* [STATED EXERCISE A] For each statement below, decide whether the excerpt on officer exculpation under Section 102(b)(7) supports it. Answer yes or no, and quote the words from the excerpt that settle each one. (i) Under the amendments, officers may be exculpated for claims brought derivatively by stockholders. (ii) Exculpating language is valid only if it appears in the corporation's certificate of incorporation. (iii) Gantler v. Stephens held that officers owe fiduciary duties of care and loyalty.

* [EXTRACT PROVIDED]
## start

Personal Liability of Senior Corporate Officers (Section 102(b)(7))

Section 102(b)(7) of the DGCL has been amended to extend exculpation rights for breaches of the fiduciary duty of care to senior officers of a Delaware corporation. The amendments address a long-standing discrepancy between exculpation rights granted to directors but not to corporate officers, an issue magnified in cases where a corporate officer also serves as a director and could therefore be protected from liability in his or her capacity as a director, but not with respect to any actions taken as an officer. The dichotomy has been troublesome since the Delaware Supreme Court held in Gantler v. Stephens, 2009 WL 188828 (Del. 2009) that both officers and directors owe fiduciary duties of care and loyalty to a corporation and its stockholders but that personal liability for breaches of the fiduciary duty of care differ for officers and directors given the statutory language contained in Section 102(b)(7).

The amendments to Section 102(b)(7) permit a corporation to adopt exculpatory language in its certificate of incorporation limiting the personal liability of both directors and officers, including the president, CEO, COO, CFO, chief legal officer, controller, treasurer, chief accounting officers, and others “identified in the corporation’s public filings with the SEC” or who have consented through a written agreement to accept service of process on the corporation’s behalf.

Consistent with the protections previously afforded to directors under Section 102(b)(7), to be valid, language exculpating directors and officers must be included in the corporation’s certificate of incorporation, and a corporation may only limit officer liability for breaches of the fiduciary duty of care. The amendments further provide that officers may only be exculpated for claims brought directly by stockholders and not for fiduciary duty claims brought by the corporation or derivatively by stockholders. Finally, the amendments prohibit the exculpation of officers for (1) breaches of the fiduciary duty of loyalty; (2) a failure to act in good faith; and (3) any transaction where an officer derives an improper personal benefit.

## end

* [STATED EXERCISE B] Count the lines of the listing that contain the string "gray", and give only that number.

* [PROVIDED DATA]
## start

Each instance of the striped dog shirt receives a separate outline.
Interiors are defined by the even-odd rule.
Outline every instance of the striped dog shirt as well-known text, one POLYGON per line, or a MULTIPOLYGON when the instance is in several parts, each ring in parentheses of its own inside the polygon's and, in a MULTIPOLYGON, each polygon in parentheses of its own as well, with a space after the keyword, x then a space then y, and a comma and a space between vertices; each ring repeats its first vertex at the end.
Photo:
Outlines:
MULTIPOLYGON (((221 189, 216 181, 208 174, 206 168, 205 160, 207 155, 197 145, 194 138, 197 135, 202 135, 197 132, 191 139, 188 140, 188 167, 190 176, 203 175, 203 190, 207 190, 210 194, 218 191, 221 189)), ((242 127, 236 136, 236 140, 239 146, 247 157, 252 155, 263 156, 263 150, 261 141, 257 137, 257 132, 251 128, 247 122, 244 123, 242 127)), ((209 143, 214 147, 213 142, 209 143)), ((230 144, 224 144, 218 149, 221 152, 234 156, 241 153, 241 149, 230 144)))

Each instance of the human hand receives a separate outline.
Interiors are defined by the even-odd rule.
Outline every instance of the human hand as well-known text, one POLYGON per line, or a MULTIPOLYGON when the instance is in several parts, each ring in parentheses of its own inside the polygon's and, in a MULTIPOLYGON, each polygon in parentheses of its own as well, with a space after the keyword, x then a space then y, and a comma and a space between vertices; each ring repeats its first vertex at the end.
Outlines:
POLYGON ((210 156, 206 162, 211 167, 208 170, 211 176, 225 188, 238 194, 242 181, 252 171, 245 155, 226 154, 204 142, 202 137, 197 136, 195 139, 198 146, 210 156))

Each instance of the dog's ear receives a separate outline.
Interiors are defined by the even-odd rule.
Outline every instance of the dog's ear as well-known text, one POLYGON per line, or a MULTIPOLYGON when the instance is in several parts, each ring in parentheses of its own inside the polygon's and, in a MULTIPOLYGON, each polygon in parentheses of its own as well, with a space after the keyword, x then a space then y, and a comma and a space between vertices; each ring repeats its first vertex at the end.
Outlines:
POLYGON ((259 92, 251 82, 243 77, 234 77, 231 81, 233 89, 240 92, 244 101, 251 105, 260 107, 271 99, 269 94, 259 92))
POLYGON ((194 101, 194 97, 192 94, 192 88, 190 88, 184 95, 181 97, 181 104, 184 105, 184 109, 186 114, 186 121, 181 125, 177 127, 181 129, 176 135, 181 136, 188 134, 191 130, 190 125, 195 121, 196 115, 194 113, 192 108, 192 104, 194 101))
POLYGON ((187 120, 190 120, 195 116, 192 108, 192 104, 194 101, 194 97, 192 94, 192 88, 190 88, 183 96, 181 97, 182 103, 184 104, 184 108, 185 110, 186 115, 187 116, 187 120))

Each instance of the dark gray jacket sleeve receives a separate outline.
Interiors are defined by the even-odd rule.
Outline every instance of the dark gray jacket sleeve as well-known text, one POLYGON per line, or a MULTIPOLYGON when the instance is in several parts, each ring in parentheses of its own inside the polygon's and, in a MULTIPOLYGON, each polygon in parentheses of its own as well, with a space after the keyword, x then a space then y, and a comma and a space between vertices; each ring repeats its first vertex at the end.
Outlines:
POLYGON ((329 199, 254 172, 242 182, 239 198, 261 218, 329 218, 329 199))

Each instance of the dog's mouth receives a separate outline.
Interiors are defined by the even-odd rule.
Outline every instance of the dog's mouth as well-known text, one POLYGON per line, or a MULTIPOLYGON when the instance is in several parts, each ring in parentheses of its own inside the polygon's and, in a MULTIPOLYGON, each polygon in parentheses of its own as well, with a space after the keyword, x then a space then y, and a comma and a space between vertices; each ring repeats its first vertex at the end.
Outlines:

## end

* [EXERCISE RESULT A]
(i) No: "officers may only be exculpated for claims brought directly by stockholders and not for fiduciary duty claims brought by the corporation or derivatively by stockholders"
(ii) Yes: "to be valid, language exculpating directors and officers must be included in the corporation’s certificate of incorporation"
(iii) Yes: "both officers and directors owe fiduciary duties of care and loyalty to a corporation and its stockholders"

* [EXERCISE RESULT B] 2